Page extract |
□ □ □

Patchwork [MIPS] 74k madd scheduler tweaks

login
register
mail settings
Submitter Sandra Loosemore
Date Aug. 1, 2012, 10:06 p.m.
Message ID <5019A869.2050909@codesourcery.com>
Download mbox | patch
Permalink /patch/174612/
State New
Headers show

Comments

Sandra Loosemore - Aug. 1, 2012, 10:06 p.m.
The existing scheduler bypass information for madd on the 74k uses some 
bits copied from the 24k, and is not quite correct.  This patch is based 
on one originally sent to us by MIPS and has been present in our local 
source base for years.  I've confirmed that we are legally allowed to 
contribute this to the FSF; ok for mainline?

-Sandra

2012-08-01  Sandra Loosemore  <sandra@codesourcery.com>
	    Maxim Kuvyrkov  <maxim@codesourcery.com>
	    Julian Brown  <julian@codesourcery.com>
	    MIPS Technologies, Inc.
	
	* config/mips/74k.md (r74k_int_mult, r74k_int_madd): Don't use
	mips_linked_madd_p for bypasses.
	(r74k_int_mul3): Use mips_mult_madd_chain_bypass_p for bypass.
	* config/mips/mips.c (mips_mult_madd_chain_bypass_p): New.
	* config/mips/mips-protos.h (mips_mult_madd_chain_bypass_p): Add
	prototype.
Richard Sandiford - Aug. 4, 2012, 1:48 p.m.
Sandra Loosemore <sandra@codesourcery.com> writes:
> The existing scheduler bypass information for madd on the 74k uses some 
> bits copied from the 24k, and is not quite correct.  This patch is based 
> on one originally sent to us by MIPS and has been present in our local 
> source base for years.  I've confirmed that we are legally allowed to 
> contribute this to the FSF; ok for mainline?

Sorry to ask, but do you have a record of why?  Reason I ask is that...

> Index: gcc/config/mips/74k.md
> ===================================================================
> --- gcc/config/mips/74k.md	(revision 189988)
> +++ gcc/config/mips/74k.md	(working copy)
> @@ -168,10 +168,11 @@
>  ;; mult/madd/msub->int_mfhilo  : 4 cycles (default)
>  ;; mult->madd/msub             : 1 cycles
>  ;; madd/msub->madd/msub        : 1 cycles
> -(define_bypass 1 "r74k_int_mult,r74k_int_mul3" "r74k_int_madd"
> -  "mips_linked_madd_p")
> -(define_bypass 1 "r74k_int_madd" "r74k_int_madd"
> -  "mips_linked_madd_p")
> +(define_bypass 1 "r74k_int_mult" "r74k_int_madd")
> +(define_bypass 1 "r74k_int_madd" "r74k_int_madd")
> +
> +(define_bypass 1 "r74k_int_mul3" "r74k_int_madd"
> +  "mips_mult_madd_chain_bypass_p")
>  
>  ;; --------------------------------------------------------------
>  ;; Floating Point Instructions

...this looks like a step backwards.  Before reload, the original
version assumes that a multiplication feeding a madd is going to form
a chain _as long as_ the result of the multiplication is used as the
accumulator input to the madd.  The condition is important because
something like:

     r1 = r2 * r3
     r6 = r1 * r4 + r5

(which is perfectly OK before reload) shouldn't form a chain.

□ □ □

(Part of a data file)

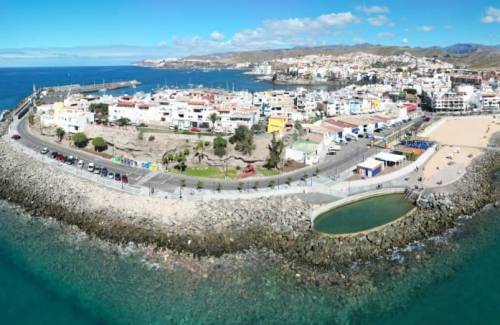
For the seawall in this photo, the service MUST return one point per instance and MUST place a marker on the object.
(217, 227)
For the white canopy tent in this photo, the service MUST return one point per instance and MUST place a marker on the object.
(390, 158)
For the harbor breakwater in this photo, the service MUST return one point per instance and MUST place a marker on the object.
(218, 227)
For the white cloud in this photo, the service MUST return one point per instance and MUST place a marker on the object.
(386, 35)
(369, 10)
(66, 56)
(492, 15)
(380, 20)
(307, 25)
(216, 36)
(425, 28)
(275, 33)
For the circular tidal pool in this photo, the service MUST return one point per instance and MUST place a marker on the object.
(363, 215)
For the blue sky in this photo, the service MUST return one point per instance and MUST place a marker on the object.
(95, 32)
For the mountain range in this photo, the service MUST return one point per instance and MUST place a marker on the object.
(468, 55)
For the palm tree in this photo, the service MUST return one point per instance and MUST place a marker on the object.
(60, 133)
(213, 118)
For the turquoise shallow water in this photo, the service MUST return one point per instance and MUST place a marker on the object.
(363, 215)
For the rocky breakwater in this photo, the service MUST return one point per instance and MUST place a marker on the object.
(218, 227)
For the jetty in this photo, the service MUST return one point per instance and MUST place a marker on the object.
(96, 87)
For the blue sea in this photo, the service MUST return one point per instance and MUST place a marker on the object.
(17, 83)
(54, 274)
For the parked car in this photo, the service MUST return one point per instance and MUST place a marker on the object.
(69, 160)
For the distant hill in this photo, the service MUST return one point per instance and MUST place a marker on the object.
(467, 55)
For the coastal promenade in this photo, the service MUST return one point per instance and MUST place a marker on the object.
(331, 167)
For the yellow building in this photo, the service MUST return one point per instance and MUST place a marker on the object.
(276, 124)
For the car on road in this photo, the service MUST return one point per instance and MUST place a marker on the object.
(69, 160)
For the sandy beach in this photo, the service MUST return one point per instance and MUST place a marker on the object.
(461, 139)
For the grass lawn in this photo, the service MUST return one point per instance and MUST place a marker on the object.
(267, 172)
(208, 172)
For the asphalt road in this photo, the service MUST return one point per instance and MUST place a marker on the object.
(350, 155)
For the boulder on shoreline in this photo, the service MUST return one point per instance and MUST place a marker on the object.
(218, 227)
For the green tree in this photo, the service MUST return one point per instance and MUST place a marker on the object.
(220, 145)
(200, 149)
(60, 133)
(99, 144)
(80, 139)
(246, 146)
(275, 150)
(240, 134)
(167, 158)
(100, 110)
(298, 126)
(243, 140)
(123, 121)
(181, 159)
(213, 118)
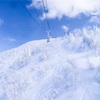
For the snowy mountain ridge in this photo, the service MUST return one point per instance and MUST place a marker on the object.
(56, 70)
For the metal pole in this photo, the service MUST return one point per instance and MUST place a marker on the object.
(48, 36)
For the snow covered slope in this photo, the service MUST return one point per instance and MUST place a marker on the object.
(57, 70)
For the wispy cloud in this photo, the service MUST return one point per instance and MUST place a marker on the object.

□ □ □

Requirement 1 |
Answer these questions about the patch discussion:
(a) On what date did Sandra Loosemore submit the patch?
(b) According to the ChangeLog entry, what new item is added in config/mips/mips.c?
(c) Before reload, the original version assumes that a multiplication feeding a madd forms a chain as long as what condition holds?
Requirement 2 | Echo the lines of the records starting at the line that contains "For the green" and continuing to the last line of the records, both ends included. Leave out any picture.

Task result 1 |
(a) Aug. 1, 2012
(b) mips_mult_madd_chain_bypass_p
(c) The result of the multiplication is used as the accumulator input to the madd.

Task result 2 |
For the green tree in this photo, the service MUST return one point per instance and MUST place a marker on the object.
(220, 145)
(200, 149)
(60, 133)
(99, 144)
(80, 139)
(246, 146)
(275, 150)
(240, 134)
(167, 158)
(100, 110)
(298, 126)
(243, 140)
(123, 121)
(181, 159)
(213, 118)
For the snowy mountain ridge in this photo, the service MUST return one point per instance and MUST place a marker on the object.
(56, 70)
For the metal pole in this photo, the service MUST return one point per instance and MUST place a marker on the object.
(48, 36)
For the snow covered slope in this photo, the service MUST return one point per instance and MUST place a marker on the object.
(57, 70)
For the wispy cloud in this photo, the service MUST return one point per instance and MUST place a marker on the object.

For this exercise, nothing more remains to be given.